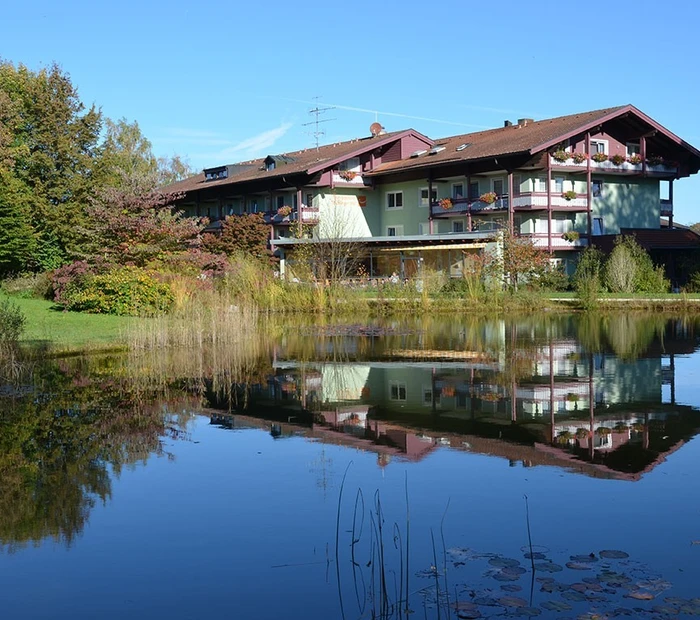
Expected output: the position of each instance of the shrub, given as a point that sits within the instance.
(129, 291)
(12, 322)
(630, 269)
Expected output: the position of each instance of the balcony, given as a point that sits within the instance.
(464, 206)
(309, 215)
(660, 169)
(540, 240)
(538, 201)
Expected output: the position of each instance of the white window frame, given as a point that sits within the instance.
(424, 202)
(605, 144)
(398, 385)
(637, 149)
(395, 195)
(352, 164)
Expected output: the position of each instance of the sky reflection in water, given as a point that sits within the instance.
(155, 505)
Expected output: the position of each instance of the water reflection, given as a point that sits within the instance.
(597, 396)
(67, 429)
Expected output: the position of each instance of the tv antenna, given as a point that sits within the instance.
(317, 112)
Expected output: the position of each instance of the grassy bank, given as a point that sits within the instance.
(70, 331)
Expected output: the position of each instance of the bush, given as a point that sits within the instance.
(629, 269)
(12, 322)
(129, 291)
(28, 286)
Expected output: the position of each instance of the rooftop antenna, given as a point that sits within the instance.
(317, 111)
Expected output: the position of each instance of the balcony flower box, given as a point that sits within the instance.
(618, 160)
(561, 156)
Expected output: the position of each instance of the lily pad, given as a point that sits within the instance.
(556, 606)
(613, 554)
(578, 566)
(584, 558)
(512, 601)
(503, 562)
(573, 596)
(640, 595)
(548, 567)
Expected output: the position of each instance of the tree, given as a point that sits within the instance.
(248, 234)
(48, 145)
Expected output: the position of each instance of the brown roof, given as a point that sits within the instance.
(307, 161)
(527, 138)
(653, 239)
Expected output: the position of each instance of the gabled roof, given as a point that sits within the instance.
(529, 138)
(307, 161)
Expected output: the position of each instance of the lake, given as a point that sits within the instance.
(430, 468)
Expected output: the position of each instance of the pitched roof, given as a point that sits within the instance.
(526, 138)
(307, 161)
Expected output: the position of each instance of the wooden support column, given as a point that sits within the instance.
(510, 202)
(549, 203)
(469, 204)
(299, 212)
(430, 203)
(589, 190)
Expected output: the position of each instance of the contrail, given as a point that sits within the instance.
(378, 112)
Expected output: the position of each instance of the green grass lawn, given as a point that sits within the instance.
(70, 331)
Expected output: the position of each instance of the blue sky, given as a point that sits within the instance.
(223, 82)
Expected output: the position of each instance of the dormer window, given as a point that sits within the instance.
(214, 174)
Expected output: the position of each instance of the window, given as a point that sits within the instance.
(394, 200)
(424, 196)
(517, 182)
(560, 223)
(599, 146)
(428, 397)
(397, 390)
(350, 164)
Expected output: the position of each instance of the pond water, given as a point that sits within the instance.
(458, 467)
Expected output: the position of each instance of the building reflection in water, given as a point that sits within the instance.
(533, 399)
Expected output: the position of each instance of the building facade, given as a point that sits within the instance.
(410, 200)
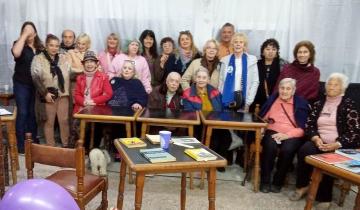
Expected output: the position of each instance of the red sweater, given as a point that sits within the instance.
(307, 80)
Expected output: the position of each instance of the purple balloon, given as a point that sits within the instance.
(39, 194)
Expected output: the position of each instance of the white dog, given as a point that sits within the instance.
(99, 159)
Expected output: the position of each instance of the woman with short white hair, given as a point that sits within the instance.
(286, 114)
(332, 124)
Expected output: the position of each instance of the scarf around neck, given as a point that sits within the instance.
(55, 69)
(229, 84)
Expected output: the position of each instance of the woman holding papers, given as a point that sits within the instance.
(333, 123)
(286, 114)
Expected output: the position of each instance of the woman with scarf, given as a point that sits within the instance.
(141, 66)
(24, 50)
(269, 66)
(112, 50)
(181, 60)
(50, 72)
(210, 61)
(302, 69)
(239, 76)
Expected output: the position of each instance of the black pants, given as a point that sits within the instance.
(287, 151)
(304, 171)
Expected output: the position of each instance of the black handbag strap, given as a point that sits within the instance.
(287, 115)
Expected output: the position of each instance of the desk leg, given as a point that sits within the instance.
(140, 178)
(121, 185)
(143, 129)
(208, 136)
(357, 200)
(183, 191)
(13, 150)
(315, 180)
(257, 160)
(82, 132)
(211, 187)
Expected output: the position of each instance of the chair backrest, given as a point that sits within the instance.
(54, 156)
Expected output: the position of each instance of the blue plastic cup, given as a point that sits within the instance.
(165, 137)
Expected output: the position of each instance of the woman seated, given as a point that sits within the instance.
(50, 72)
(127, 90)
(332, 124)
(204, 97)
(210, 61)
(167, 95)
(286, 114)
(92, 87)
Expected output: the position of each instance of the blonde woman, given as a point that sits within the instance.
(112, 50)
(210, 61)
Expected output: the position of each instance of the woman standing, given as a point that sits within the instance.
(50, 73)
(141, 66)
(187, 52)
(112, 50)
(333, 123)
(210, 61)
(269, 66)
(23, 50)
(302, 69)
(149, 51)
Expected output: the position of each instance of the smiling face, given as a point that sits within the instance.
(303, 55)
(211, 51)
(52, 47)
(270, 52)
(334, 88)
(133, 48)
(286, 91)
(201, 79)
(128, 70)
(185, 41)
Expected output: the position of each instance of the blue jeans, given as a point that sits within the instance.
(25, 119)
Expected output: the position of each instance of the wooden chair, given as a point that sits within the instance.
(82, 186)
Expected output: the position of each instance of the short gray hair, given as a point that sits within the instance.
(291, 81)
(344, 80)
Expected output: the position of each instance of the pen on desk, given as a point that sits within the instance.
(183, 145)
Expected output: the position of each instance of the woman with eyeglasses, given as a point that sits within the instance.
(185, 54)
(112, 50)
(167, 45)
(149, 51)
(50, 72)
(141, 66)
(286, 114)
(210, 61)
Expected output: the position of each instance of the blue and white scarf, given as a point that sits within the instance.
(229, 85)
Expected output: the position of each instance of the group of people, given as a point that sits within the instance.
(65, 76)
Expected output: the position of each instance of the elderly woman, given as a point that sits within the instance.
(50, 72)
(112, 50)
(167, 45)
(167, 95)
(127, 90)
(302, 69)
(210, 61)
(269, 66)
(24, 49)
(180, 61)
(92, 87)
(286, 114)
(333, 123)
(141, 66)
(239, 77)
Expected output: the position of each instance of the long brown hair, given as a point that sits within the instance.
(37, 42)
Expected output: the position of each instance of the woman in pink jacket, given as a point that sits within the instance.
(141, 65)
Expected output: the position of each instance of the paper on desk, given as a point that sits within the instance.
(4, 112)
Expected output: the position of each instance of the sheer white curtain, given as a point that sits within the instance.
(332, 26)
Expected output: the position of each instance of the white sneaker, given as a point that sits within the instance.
(236, 141)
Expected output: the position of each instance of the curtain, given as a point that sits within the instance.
(330, 24)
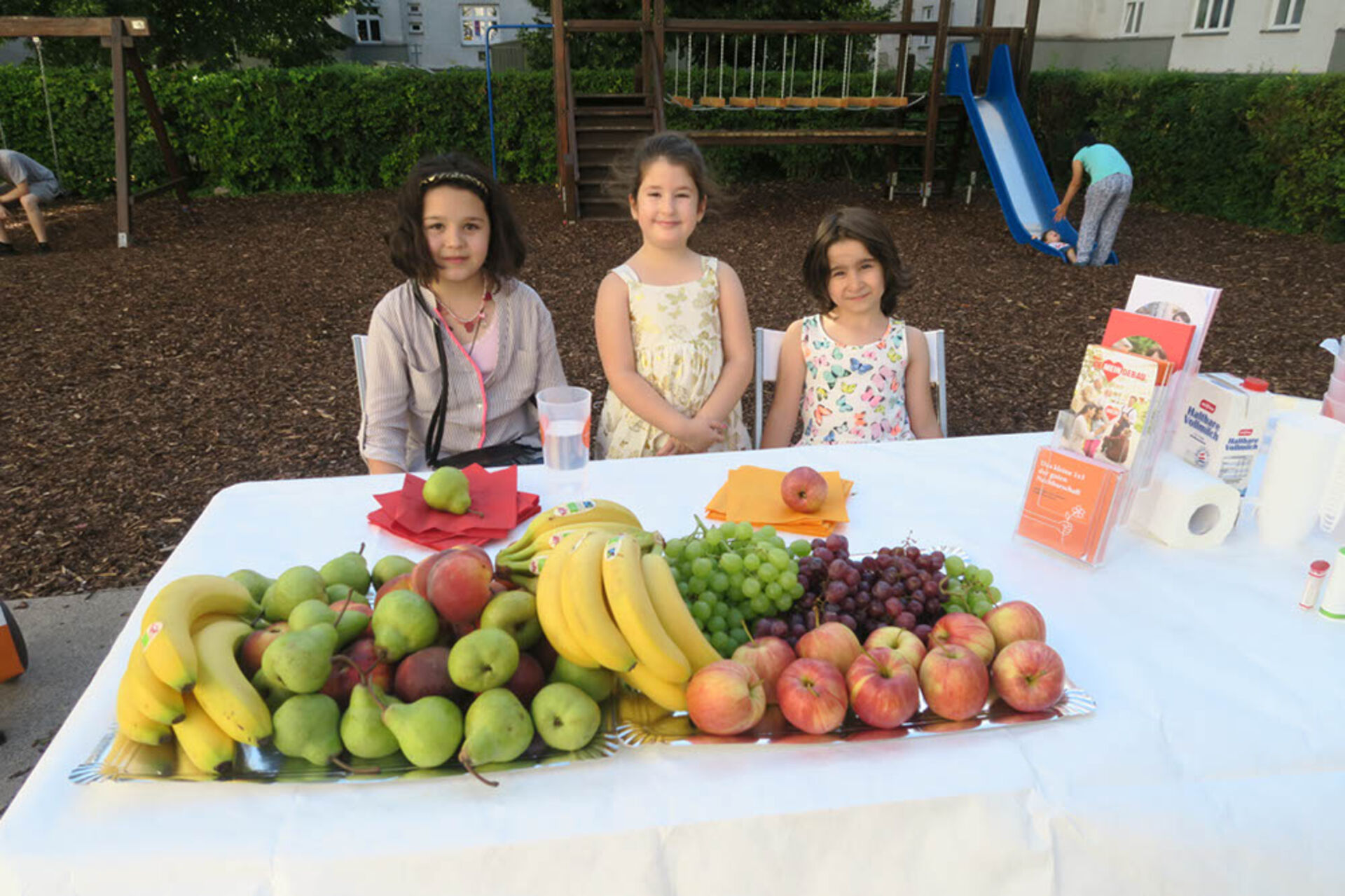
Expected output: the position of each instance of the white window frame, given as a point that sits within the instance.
(1290, 8)
(371, 23)
(1131, 25)
(467, 13)
(1213, 17)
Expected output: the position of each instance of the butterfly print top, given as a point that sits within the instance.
(855, 393)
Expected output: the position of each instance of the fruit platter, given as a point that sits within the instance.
(587, 635)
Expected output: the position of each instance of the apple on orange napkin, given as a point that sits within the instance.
(754, 494)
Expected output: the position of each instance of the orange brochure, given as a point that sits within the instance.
(1068, 506)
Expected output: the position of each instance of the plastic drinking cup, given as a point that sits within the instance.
(565, 419)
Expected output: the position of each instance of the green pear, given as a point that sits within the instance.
(311, 612)
(270, 691)
(428, 731)
(307, 728)
(595, 682)
(482, 659)
(253, 581)
(514, 612)
(301, 661)
(362, 726)
(498, 731)
(349, 570)
(565, 716)
(294, 587)
(404, 622)
(447, 489)
(390, 567)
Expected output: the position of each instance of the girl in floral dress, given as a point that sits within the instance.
(857, 373)
(672, 324)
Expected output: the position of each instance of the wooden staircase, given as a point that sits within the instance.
(605, 128)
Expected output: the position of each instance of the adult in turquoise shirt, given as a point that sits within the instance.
(1106, 201)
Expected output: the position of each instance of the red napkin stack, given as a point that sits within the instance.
(494, 494)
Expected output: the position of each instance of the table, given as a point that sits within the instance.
(1213, 764)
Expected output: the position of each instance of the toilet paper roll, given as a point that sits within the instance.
(1187, 507)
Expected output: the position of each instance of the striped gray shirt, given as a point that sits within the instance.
(403, 377)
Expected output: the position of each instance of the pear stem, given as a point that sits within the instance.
(467, 763)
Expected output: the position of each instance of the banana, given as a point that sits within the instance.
(665, 693)
(222, 691)
(206, 744)
(549, 607)
(134, 724)
(549, 540)
(586, 606)
(166, 630)
(153, 698)
(623, 579)
(576, 513)
(674, 614)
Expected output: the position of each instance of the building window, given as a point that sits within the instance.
(1289, 14)
(369, 30)
(1134, 14)
(476, 20)
(1213, 15)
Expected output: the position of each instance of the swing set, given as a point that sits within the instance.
(118, 35)
(592, 130)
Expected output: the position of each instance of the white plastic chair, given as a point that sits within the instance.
(768, 366)
(358, 340)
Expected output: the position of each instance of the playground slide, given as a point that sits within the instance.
(1010, 152)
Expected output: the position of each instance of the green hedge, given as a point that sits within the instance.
(1261, 150)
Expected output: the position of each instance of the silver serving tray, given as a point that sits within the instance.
(118, 759)
(639, 723)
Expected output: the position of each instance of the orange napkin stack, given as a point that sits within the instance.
(752, 494)
(495, 495)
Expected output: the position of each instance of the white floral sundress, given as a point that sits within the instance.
(680, 350)
(855, 393)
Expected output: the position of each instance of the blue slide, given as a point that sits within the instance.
(1010, 152)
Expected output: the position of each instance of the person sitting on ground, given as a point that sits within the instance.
(33, 185)
(1054, 240)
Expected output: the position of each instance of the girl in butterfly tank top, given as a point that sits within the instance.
(855, 371)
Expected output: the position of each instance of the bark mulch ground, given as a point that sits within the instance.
(136, 384)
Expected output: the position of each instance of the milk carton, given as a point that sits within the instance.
(1222, 427)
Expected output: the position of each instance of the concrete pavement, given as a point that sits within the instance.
(67, 640)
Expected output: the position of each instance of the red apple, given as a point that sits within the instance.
(1029, 676)
(342, 678)
(805, 490)
(459, 586)
(954, 681)
(966, 630)
(899, 640)
(396, 583)
(833, 642)
(1016, 621)
(256, 645)
(884, 688)
(725, 698)
(813, 696)
(424, 675)
(767, 657)
(526, 680)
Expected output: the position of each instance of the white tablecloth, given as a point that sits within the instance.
(1213, 764)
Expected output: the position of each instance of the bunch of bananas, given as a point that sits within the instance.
(184, 680)
(603, 602)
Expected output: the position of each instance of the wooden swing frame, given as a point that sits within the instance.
(118, 34)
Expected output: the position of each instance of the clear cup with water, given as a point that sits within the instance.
(565, 416)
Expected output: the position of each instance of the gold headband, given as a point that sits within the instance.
(443, 177)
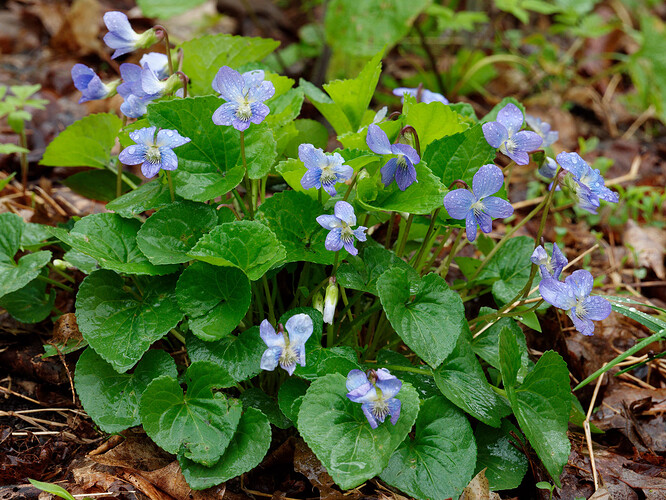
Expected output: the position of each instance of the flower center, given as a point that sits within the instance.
(153, 155)
(244, 111)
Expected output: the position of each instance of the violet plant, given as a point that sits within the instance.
(227, 253)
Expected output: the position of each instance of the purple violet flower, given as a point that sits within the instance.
(245, 95)
(323, 170)
(586, 183)
(504, 134)
(376, 393)
(401, 168)
(154, 152)
(478, 207)
(123, 38)
(286, 348)
(573, 296)
(543, 129)
(340, 226)
(549, 267)
(426, 95)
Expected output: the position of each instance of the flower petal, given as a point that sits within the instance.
(511, 117)
(557, 293)
(581, 283)
(597, 308)
(527, 141)
(299, 327)
(345, 212)
(458, 203)
(377, 140)
(495, 133)
(487, 180)
(269, 360)
(269, 336)
(229, 84)
(497, 208)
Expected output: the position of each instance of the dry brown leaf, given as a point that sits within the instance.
(649, 243)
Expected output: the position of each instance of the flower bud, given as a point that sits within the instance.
(330, 302)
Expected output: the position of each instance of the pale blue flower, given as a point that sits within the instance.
(573, 296)
(340, 226)
(376, 393)
(153, 152)
(505, 134)
(426, 95)
(478, 207)
(323, 170)
(90, 85)
(245, 95)
(123, 38)
(549, 267)
(286, 348)
(401, 168)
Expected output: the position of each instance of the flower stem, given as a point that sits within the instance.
(269, 300)
(405, 235)
(248, 189)
(172, 192)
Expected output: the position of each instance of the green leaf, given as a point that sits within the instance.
(170, 233)
(240, 355)
(53, 489)
(204, 56)
(362, 272)
(422, 197)
(214, 298)
(254, 397)
(14, 277)
(85, 143)
(199, 424)
(510, 267)
(210, 165)
(462, 380)
(439, 460)
(120, 322)
(433, 121)
(341, 437)
(292, 216)
(505, 464)
(111, 398)
(541, 404)
(96, 184)
(363, 28)
(426, 314)
(30, 304)
(290, 397)
(150, 195)
(245, 451)
(249, 245)
(165, 9)
(487, 347)
(111, 241)
(459, 156)
(260, 151)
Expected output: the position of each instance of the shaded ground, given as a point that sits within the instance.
(45, 435)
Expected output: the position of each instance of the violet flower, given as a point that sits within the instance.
(287, 347)
(478, 207)
(401, 168)
(573, 296)
(245, 95)
(340, 224)
(322, 170)
(376, 393)
(153, 152)
(504, 134)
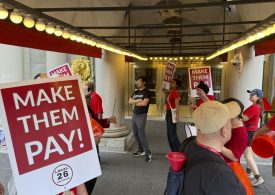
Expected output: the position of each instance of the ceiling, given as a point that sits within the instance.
(160, 28)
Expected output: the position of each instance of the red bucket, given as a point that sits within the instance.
(176, 160)
(264, 145)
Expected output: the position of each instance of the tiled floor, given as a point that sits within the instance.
(127, 175)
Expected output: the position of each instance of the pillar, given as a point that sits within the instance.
(109, 81)
(11, 63)
(251, 77)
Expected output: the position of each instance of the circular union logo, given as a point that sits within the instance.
(62, 175)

== TASK GOAL ==
Which lines fall between the one containing "the violet flower, given" and the last line of the listing, both included? Give them again exactly, without the pictures.

== WRITTEN SOLUTION ==
Expected output: the position of each instance of the violet flower, given as a point that sits within the instance.
(287, 347)
(478, 207)
(401, 168)
(573, 296)
(245, 95)
(340, 224)
(322, 170)
(376, 393)
(153, 152)
(504, 134)
Expected output: the position of each instance of the ceiling, given as a point that sits within the instance.
(160, 28)
Expected output: the position of each instance of the red bucket, given as a point that sits within the instance.
(176, 160)
(264, 145)
Expected output: the position of each instance of the tiled floor, given as a point that sits within the instance.
(127, 175)
Expected output: the position of each instance of the pillar, given as a point that sits within the instance.
(109, 81)
(11, 63)
(251, 77)
Expected output: the position of each instance of the circular union logo, given as a point that sits within the instance.
(62, 175)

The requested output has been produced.